(Excerpt from a dataset)
/---
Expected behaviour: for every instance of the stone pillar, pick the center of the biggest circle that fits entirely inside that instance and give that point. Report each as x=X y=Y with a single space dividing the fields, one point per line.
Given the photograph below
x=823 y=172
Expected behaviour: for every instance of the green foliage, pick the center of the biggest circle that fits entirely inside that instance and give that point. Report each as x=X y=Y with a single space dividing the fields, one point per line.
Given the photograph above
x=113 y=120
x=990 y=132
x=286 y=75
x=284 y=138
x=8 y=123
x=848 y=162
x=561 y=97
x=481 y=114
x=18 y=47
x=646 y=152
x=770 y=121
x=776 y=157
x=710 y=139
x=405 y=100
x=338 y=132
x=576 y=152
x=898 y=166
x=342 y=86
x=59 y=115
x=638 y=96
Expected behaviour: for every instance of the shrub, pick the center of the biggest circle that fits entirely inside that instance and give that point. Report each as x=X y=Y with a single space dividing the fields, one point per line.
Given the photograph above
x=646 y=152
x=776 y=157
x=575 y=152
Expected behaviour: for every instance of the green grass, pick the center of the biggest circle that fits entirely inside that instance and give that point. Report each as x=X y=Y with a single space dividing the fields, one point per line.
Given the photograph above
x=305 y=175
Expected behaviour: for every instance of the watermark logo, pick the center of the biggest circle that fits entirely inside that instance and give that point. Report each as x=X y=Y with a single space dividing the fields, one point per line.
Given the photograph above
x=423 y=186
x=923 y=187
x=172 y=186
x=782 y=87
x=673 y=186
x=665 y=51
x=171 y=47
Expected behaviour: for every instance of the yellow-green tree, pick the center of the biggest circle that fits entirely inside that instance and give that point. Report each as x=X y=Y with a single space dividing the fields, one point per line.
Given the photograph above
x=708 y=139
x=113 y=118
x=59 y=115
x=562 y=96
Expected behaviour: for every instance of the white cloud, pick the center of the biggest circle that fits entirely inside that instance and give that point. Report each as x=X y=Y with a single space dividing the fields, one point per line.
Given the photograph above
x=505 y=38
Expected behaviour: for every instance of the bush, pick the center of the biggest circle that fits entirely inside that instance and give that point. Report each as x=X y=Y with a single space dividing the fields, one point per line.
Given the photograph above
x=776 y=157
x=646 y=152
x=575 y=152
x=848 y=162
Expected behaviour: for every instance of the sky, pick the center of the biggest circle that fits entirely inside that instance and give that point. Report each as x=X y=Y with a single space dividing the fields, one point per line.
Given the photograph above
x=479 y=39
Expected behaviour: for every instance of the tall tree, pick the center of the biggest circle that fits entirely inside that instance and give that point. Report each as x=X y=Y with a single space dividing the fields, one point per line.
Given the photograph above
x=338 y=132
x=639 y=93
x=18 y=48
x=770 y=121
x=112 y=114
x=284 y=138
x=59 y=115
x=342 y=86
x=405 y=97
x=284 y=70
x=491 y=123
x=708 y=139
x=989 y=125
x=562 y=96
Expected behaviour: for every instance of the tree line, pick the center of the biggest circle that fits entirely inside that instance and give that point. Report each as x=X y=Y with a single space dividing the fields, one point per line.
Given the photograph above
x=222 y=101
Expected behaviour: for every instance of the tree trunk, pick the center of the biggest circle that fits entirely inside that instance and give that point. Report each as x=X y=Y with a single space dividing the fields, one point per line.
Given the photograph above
\---
**Work to do:** Take the listing above and set it down exactly.

**Finished exercise:**
Expected behaviour: for every instance of the stone pillar, pick the center of the biggest circle that fits entirely inside that instance and give that point. Report each as x=X y=Y with a single space dividing the fields, one point per line.
Given the photograph below
x=823 y=172
Expected behaviour: for every instance of the green foliage, pick the center of the biggest circle that fits entirely inside that instance and give that point. Report each as x=X y=Y with a single space dividing the fields, one point per line.
Given the photograph above
x=113 y=120
x=990 y=132
x=286 y=75
x=284 y=138
x=8 y=123
x=848 y=162
x=561 y=97
x=481 y=114
x=18 y=47
x=646 y=152
x=770 y=121
x=776 y=157
x=710 y=139
x=405 y=100
x=338 y=132
x=576 y=152
x=898 y=166
x=342 y=86
x=59 y=115
x=638 y=96
Expected behaviour: for every instance of the shrub, pick the center of the biggest circle that fits entirely inside that instance and give that point. Report each as x=X y=Y with a single space dividing the fields, one point per line.
Given the photograph above
x=646 y=152
x=776 y=157
x=575 y=152
Expected behaviour: for every instance of the green grass, pick the center of the biggest circle that fits entirely inside that instance and give that point. Report each as x=X y=Y with a single space dividing the fields, one point per line.
Given the photograph above
x=305 y=175
Expected behaviour: for every instance of the watermark logo, pick the center of the biggest circle that fits entirely inside that instance and give that point. Report each as x=X y=Y with a single space dividing the fields, one point per line.
Given the photograph above
x=423 y=186
x=923 y=187
x=172 y=186
x=782 y=87
x=673 y=186
x=665 y=51
x=171 y=47
Expected behaviour: for every instance of the yellow-green tree, pick the center of the biggest circle that fits entirely inside that instance and give that point. Report each as x=X y=Y with a single space dividing the fields, one point per line.
Given the photograph above
x=708 y=139
x=113 y=118
x=59 y=115
x=562 y=96
Expected behaviour: for every instance of the white cloud, pick the center of the biggest circle that fits entirely inside that instance and give that point. Report each as x=X y=Y with a single space dividing the fields, one point per line.
Given the photograph above
x=505 y=38
Expected behaviour: for every instance of the bush, pick the center of the biggest circle that fits entirely inside that instance and give that point. Report each as x=X y=Y with a single space dividing the fields, one point per line.
Given the photograph above
x=776 y=157
x=646 y=152
x=575 y=152
x=848 y=162
Expected behaviour: for every instance of the sky, pick the center of the biggest circle that fits entirely inside that instance and give that point. Report each as x=X y=Y with a single space dividing the fields, one point per line.
Given the photograph above
x=479 y=39
Expected behaviour: for every instance of the tall tree, pick the center of the biggest circle that fits entirely inside that instance and give that point. Report each as x=X y=Y with a single space dividing the fields, one point per line.
Given the photograph above
x=338 y=132
x=639 y=93
x=18 y=48
x=770 y=121
x=112 y=114
x=284 y=138
x=59 y=115
x=342 y=86
x=405 y=97
x=284 y=70
x=491 y=123
x=708 y=139
x=989 y=125
x=562 y=96
Expected behaviour: for every instance of the tree line, pick the center of the biggest circle that fits entirely inside that instance and give that point. Report each as x=X y=Y with a single space dividing the fields, one point per line.
Given the photograph above
x=222 y=101
Expected behaviour: for every instance of the tree trunk, pick the center of the biggest circle that fits entirely inside that instance and give that point. Report each as x=X y=Y with a single space dividing the fields, one point per line.
Given the photograph above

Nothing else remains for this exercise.